_PROBLEMS TO WORK ON_:
1. In the Glyn Jones page, translate "We went through the city without much opposition." into Spanish.
2. From the Glyn Jones page, write out the passage starting with "The night passed, and" and going on through "help these people.".

_DOCUMENT TEXT_:
Jones, Glyn, Capt., CHC, USN (Ret.)
(1915–1994)
A good deal of the chaplain's career was spent with the U.S. Marines. From time to time he was involved in such controversial issues as compulsory chapel attendance, civil liberties, the rule of law in society, the draft, freedom of the press, and the position of the chaplain in the hierarchy of command. Jones graduated from Andover Newton Theological Seminary in 1940 and joined the Navy in 1942. His duties included: Third Marine Regiment in Samoa, New Zealand, Guadalcanal, Truk, Bougainville; station chaplain at Naval Air Station, Quonset Point, Rhode Island; First Marine Division, FMF Pac in Korea; senior chaplain, Marine Corps Recruit Depot, Parris Island; director, Marine Corps Educational Center at Quantico; staff of Chief, U.S. Naval Forces Europe; and Assistant for Administration, Office of the Chief of Chaplains.
“Through Bad Seas to the Inchon Landing . . .”
In this audio selection from his oral history, Captain Jones serves up a vivid, you-are-there account of the Marines’ push through South Korea after the historic Inchon Landing in 1950, as one of three chaplains assigned to the large-scale invasion force.
Captain Jones: When we went to Kobe to transship and combat load some of the ships, this typhoon hit us. We were torn away from the pier. Several other ships were adrift in the harbor. It was a very nasty thing. We didn't have steam up. It took a while to do that. Fortunately, there was no really serious collision though there could have been. But these transport skippers were very good, very capable, stayed out of each others’ way until they got steam up and fought the thing out.
We went then from Kobe through bad seas to the Inchon landing and ran into all the things they'd predicted. It was an easy landing, not many casualties. They had to blow up the sea wall to bring in reinforcements and supplies and I lost the one important thing any chaplain has — my communion kit. They blew up the sea wall too soon. Huge chunks of concrete, ranging from the size of that TV set to the size of this room, started to come down. We lost some people, and one of those things landed on my communion set. So in the very first half-hour on the beach, there I was. We went through the city without much opposition. We stopped outside. It had been raining and by this time there was a heavy storm. Our regiment was deployed on either side of the main road to Seoul, The Fifth Marines were on our left.
We had three chaplains in our regiment, great guys. There was a boy by the name of Jim Lewis with the Third Battalion, who is now no longer in the Navy. A Catholic chaplain, Kevin Keaney, was with the Second Battalion, and I was with the First Battalion. The First Battalion was on the line that night, sitting in the ditch of the road, and the ditch was maybe eight or nine feet below the road. We decided to just sit there and sleep. We had our ponchos on.
The night passed, and the run continued heavy. The water coming down the ditch started to rise and by the time we got in the morning water was running over our knees. We were too pooped to move. Also we didn't want to move for fear some untrained Marine some place would unload at us. So we were cold and miserable in the morning. But the operation from there on, I think, was quite routine. Outside of Yong Dong Po we had to assault two hills and I banged a knee in the process. We had to assault these hills directly. We lay down heavy mortar fire. When I saw the assault start up one of the hills, I left the one I was on and ran down to get behind the assault to find casualties. I fell and got up limping badly. Later I got a corpsman who tied my knee up. We lost several killed attacking Hill 85 and I wandered around trying to help these people.

_DATASET CONTENT_:
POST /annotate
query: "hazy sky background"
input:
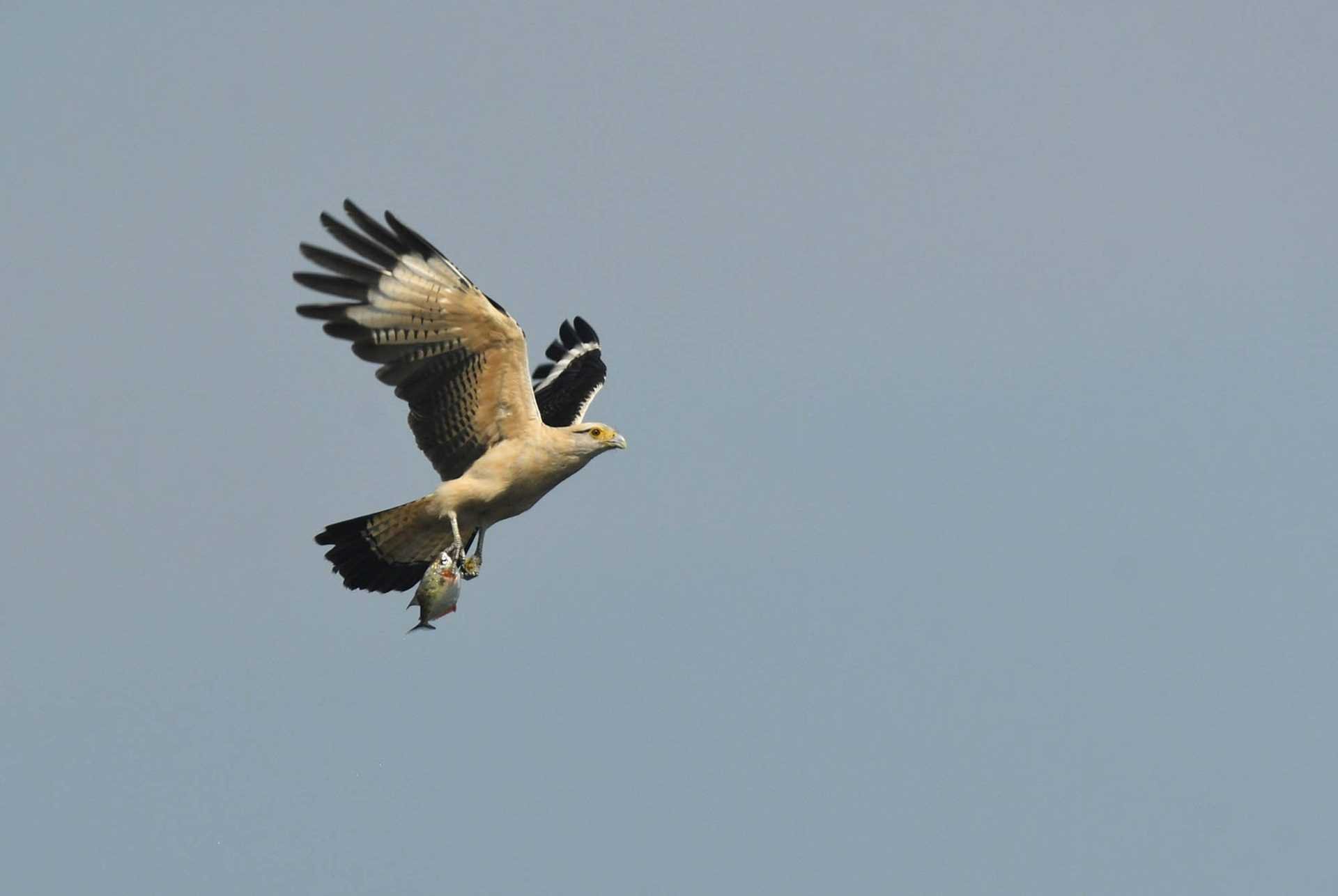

_SOLUTIONS TO THE TASKS_:
1. Atravesamos la ciudad sin mucha oposición.

2.
The night passed, and the run continued heavy. The water coming down the ditch started to rise and by the time we got in the morning water was running over our knees. We were too pooped to move. Also we didn't want to move for fear some untrained Marine some place would unload at us. So we were cold and miserable in the morning. But the operation from there on, I think, was quite routine. Outside of Yong Dong Po we had to assault two hills and I banged a knee in the process. We had to assault these hills directly. We lay down heavy mortar fire. When I saw the assault start up one of the hills, I left the one I was on and ran down to get behind the assault to find casualties. I fell and got up limping badly. Later I got a corpsman who tied my knee up. We lost several killed attacking Hill 85 and I wandered around trying to help these people.